PROVIDED DATA below:

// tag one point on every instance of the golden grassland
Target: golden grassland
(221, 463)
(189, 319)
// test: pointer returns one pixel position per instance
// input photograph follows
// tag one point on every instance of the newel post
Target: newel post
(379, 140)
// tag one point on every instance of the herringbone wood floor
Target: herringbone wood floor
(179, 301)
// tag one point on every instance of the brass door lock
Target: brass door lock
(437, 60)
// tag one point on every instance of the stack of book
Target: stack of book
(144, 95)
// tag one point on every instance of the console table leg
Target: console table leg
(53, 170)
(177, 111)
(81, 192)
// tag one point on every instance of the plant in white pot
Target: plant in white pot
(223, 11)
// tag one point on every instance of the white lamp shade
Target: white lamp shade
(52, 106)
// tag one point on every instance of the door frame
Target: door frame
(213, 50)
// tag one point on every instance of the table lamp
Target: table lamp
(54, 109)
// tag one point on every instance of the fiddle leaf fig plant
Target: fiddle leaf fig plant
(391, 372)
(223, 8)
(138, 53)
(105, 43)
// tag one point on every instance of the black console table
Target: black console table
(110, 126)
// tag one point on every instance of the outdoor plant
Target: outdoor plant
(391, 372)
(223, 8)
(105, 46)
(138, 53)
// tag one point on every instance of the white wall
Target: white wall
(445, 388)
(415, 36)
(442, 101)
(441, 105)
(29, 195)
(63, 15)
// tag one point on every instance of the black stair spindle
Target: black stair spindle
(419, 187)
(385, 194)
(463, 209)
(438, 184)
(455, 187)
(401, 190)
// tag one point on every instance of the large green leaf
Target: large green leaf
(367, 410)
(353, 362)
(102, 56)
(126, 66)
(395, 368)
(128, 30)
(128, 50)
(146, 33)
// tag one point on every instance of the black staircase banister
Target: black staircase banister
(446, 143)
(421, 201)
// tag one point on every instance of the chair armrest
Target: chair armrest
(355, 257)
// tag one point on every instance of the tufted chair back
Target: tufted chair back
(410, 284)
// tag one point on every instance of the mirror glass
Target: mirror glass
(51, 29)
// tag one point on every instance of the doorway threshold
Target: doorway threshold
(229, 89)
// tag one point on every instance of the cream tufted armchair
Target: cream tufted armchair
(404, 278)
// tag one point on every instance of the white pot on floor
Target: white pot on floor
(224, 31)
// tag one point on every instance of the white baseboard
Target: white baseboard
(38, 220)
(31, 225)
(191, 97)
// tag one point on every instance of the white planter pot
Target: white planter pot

End of PROVIDED DATA.

◆ **EXERCISE INSTRUCTIONS**:
Copy out each line of the data in which the word "planter" appears.

◆ **FINISHED TASK**:
// tag one point on every instance of the white planter pot
Target: white planter pot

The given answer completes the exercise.